### Extract provided
--------

Monday, December 7, 2009

Rising Tide: The Battle for Battle Creek

Published March 2009 in Salem Monthly.

A lot of people liked the lede graphs in this article. I was uncertain about it even as we went to press, so it was huge relief to get the positive feedback.

Before reading any further, hold out your right hand.

Tilt it to the right to keep the thumb level. Spread and curl the fingers as if wrapping them around a bowl. The four fingers represent four creeks, Waln (index finger), Battle (middle finger), Powell (ring finger) and Scotch (the pinky), that flow into and merge in the basin created in the palm of your hand. The thumb is Battle Creek as it flows out of the basin.

The area surrounding the basin experienced some of the Salem area's most intense flooding in 1996 and an application currently under consideration by the city of Salem would allow it to be developed from a golf course into a senior living community.

The question to be kept in mind, if one chooses to continue reading is: What, if anything, should be constructed in that basin?

"It's a difficult case," said Lisa Anderson, an associate planner with the City of Salem, who is handling the application. "Obviously, people bought these homes because of the area surrounding them and, specifically, the golf course. But the land itself has never been public land."

While some of the homes adjacent to the course are in the most immediate danger in the event of another flood, the neighborhoods surrounding the Battle Creek area is almost otherworldly. Middle class homes, manufactured homes, condominiums, cost-efficient apartments and multi-million dollar estates are found within blocks of each other. It’s simply hard to find areas that encompass such a broad range of socioeconomic diversity.

It also means that whatever happens to the property is likely to impact the entire surrounding community, and may have even broader flooding effects.

For love of a golf course

The basin was known for years as Battle Creek Golf Course.

The course was installed in the 1960s and the privately-held property it sat on transferred hands several times over the years until the late 1990s, when the owners found a potential buyer looking to turn it into a housing development.

--------

### Data shown
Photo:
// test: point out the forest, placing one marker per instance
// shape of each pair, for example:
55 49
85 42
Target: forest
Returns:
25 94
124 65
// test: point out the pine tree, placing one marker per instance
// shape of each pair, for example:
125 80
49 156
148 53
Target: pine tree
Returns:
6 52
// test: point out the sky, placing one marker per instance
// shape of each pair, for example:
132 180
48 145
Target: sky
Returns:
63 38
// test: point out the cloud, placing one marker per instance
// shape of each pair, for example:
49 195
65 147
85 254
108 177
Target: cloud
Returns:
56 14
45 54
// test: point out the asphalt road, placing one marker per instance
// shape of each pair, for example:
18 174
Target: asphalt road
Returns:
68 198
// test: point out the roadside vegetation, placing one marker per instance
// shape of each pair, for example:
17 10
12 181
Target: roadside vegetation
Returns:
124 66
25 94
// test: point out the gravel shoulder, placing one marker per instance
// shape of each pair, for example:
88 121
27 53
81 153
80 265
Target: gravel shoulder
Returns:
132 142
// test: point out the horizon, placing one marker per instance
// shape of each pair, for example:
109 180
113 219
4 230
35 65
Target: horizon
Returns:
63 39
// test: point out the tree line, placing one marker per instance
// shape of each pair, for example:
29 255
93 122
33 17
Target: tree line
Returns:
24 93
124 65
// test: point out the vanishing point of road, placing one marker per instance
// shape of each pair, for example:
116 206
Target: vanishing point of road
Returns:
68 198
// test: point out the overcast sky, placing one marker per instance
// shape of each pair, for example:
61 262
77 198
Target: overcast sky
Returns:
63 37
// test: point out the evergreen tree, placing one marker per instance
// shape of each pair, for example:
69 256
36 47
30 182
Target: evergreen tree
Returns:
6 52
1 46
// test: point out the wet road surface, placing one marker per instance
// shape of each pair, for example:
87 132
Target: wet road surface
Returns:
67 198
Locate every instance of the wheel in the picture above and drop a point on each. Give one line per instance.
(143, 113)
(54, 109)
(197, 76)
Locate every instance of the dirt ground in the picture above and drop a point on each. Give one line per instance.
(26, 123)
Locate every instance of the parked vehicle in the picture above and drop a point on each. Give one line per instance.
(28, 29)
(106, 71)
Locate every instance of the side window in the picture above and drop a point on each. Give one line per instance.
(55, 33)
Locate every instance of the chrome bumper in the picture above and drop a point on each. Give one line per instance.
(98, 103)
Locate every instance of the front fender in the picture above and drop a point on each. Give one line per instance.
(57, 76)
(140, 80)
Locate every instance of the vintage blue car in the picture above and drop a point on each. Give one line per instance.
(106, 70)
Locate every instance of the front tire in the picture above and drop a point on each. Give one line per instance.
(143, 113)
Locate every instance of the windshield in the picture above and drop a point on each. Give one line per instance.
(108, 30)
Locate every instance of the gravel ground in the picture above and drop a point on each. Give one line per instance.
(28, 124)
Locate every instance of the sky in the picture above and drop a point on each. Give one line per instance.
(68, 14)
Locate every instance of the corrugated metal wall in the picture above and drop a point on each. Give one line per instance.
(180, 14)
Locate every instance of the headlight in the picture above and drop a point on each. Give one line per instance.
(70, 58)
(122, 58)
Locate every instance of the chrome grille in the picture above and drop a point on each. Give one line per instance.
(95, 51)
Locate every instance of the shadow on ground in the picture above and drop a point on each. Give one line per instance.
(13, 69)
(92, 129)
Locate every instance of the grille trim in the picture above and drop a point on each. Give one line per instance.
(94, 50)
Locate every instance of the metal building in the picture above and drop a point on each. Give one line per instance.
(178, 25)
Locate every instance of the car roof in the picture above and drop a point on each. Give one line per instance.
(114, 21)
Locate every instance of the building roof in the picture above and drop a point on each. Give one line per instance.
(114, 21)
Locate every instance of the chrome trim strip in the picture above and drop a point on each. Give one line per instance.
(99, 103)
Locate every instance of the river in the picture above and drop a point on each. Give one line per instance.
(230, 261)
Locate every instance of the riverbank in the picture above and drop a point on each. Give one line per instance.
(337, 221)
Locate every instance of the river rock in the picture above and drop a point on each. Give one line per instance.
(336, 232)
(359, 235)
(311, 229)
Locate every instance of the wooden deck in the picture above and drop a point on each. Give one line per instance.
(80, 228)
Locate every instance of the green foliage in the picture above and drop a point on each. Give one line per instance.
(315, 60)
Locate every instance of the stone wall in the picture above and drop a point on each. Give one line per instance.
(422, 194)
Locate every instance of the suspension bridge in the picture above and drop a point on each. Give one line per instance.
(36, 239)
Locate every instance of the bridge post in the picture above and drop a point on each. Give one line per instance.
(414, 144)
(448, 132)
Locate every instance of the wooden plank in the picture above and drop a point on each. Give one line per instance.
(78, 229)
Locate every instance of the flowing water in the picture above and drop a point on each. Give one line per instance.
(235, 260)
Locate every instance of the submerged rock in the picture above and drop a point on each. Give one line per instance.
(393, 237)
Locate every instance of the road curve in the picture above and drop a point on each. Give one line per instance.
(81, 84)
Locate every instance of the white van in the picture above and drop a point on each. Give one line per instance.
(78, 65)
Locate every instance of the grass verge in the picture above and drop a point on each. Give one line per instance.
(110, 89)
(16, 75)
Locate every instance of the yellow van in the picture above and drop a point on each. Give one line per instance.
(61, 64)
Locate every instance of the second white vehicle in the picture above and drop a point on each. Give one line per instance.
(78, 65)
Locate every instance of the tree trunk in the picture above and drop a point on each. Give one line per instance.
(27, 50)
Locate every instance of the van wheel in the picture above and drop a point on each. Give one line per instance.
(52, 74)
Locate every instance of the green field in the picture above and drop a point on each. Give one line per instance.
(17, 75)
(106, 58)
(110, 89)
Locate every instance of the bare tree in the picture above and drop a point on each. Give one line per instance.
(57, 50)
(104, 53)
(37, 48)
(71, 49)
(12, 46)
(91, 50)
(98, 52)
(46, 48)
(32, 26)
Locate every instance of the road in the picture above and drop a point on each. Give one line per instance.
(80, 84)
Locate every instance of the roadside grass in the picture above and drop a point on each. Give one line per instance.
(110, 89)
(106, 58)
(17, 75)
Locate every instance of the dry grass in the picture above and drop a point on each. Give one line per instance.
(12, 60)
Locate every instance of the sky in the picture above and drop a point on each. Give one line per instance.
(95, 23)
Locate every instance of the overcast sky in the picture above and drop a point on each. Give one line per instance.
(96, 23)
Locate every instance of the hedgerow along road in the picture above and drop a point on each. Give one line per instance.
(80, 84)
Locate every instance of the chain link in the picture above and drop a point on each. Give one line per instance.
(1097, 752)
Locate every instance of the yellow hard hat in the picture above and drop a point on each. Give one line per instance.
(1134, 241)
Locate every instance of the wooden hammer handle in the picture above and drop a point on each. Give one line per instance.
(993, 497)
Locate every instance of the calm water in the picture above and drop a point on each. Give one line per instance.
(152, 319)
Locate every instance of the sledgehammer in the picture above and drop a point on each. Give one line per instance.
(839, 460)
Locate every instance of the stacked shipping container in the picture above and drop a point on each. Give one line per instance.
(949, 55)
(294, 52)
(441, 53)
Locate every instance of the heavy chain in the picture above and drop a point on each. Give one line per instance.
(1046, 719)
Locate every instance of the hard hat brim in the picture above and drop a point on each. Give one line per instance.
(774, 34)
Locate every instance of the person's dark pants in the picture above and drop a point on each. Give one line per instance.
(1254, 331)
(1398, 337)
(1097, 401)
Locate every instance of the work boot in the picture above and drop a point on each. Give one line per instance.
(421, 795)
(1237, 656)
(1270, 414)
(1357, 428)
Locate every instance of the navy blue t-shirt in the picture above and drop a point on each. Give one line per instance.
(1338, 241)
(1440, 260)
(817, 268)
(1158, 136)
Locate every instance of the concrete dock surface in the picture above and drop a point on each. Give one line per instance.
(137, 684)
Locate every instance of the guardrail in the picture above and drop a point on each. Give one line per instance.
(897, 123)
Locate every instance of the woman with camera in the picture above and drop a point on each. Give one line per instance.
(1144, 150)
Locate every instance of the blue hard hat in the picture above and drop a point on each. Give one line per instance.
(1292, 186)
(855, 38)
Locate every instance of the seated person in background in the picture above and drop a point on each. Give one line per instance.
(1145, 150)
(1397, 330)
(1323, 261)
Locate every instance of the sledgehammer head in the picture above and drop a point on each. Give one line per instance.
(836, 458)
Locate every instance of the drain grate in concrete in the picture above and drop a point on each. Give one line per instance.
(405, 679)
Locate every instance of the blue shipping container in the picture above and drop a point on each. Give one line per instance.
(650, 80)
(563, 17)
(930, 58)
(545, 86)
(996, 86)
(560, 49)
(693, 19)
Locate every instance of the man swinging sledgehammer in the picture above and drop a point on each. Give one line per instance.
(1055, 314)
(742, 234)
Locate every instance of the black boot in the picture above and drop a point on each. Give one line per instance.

--------

### Parts of the exercise
• 1. Print the rows from the line containing "Locate every instance of the concrete" through the last row, inclusive.
• 2. Proceed with the Battle Creek article from the point where it stops.
The rows are unrelated to the Battle Creek article.

### Responses per task
• 1.
Locate every instance of the concrete dock surface in the picture above and drop a point on each. Give one line per instance.
(137, 684)
Locate every instance of the guardrail in the picture above and drop a point on each. Give one line per instance.
(897, 123)
Locate every instance of the woman with camera in the picture above and drop a point on each. Give one line per instance.
(1144, 150)
Locate every instance of the blue hard hat in the picture above and drop a point on each. Give one line per instance.
(1292, 186)
(855, 38)
Locate every instance of the seated person in background in the picture above and drop a point on each. Give one line per instance.
(1145, 150)
(1397, 330)
(1323, 261)
Locate every instance of the sledgehammer head in the picture above and drop a point on each. Give one line per instance.
(836, 458)
Locate every instance of the drain grate in concrete in the picture above and drop a point on each. Give one line per instance.
(405, 679)
Locate every instance of the blue shipping container in the picture above and drop a point on each. Give one line per instance.
(650, 80)
(563, 17)
(930, 58)
(545, 86)
(996, 86)
(560, 49)
(693, 19)
Locate every instance of the man swinging sledgehammer in the picture above and drop a point on each. Give one line per instance.
(1055, 314)
(742, 234)
Locate every instance of the black boot in the picture above and drop a point on each. Give one line per instance.

• 2.
“It was the first time the neighbors realized that the property wasn’t theirs,” said Stew Stone, the developer representing current owner Terry Kelly.

Kelly, who was approaching retirement and interested in owning a golf course, stepped in to purchase the property and announced he would continue operating Battle Creek Golf Course.

“He always realized it suffered from maintenance problems,” said Stone.

Battle Creek was never meant to be Pebble Beach. It was a blue-collar course from the start - a trip around 18 holes cost $29.

“You didn’t play Battle Creek because it was the best. You played there because you loved it,” said John Shepard, a neighbor of the property and longtime patron of the golf course.

In the dog days of the Mid-Willamette summer, it wasn’t uncommon for the greens on the course to turn brown. Irrigation was one of the problems Kelly knew he would encounter when he took ownership of the course, according to Stone.

“Some water rights to the wells feeding the irrigation system came with the property, but those weren’t enough to keep the course pristine year round,” said Stone. “Some water was pulled, with the proper permissions, from the creeks in the area, but it still wasn’t enough.”

Local geologist John Rehm claims to have visited the course as late as July and seen water overflowing an artesian well on the site, but admitted it was possible for the wells to dry up severely over the course of the next month.

Kelly’s other option for water was paying the city for additional treated water to irrigate the grounds, but the expense outweighed the benefit and would have driven the cost of a round of golf beyond what customers would be willing pay for a course like Battle Creek, Stone said.

Meanwhile, the restaurant and lounge building that once stood on the property was slowly deteriorating and Kelly began a string of “band-aid” fixes rather than a much-needed overhaul, Stone explained.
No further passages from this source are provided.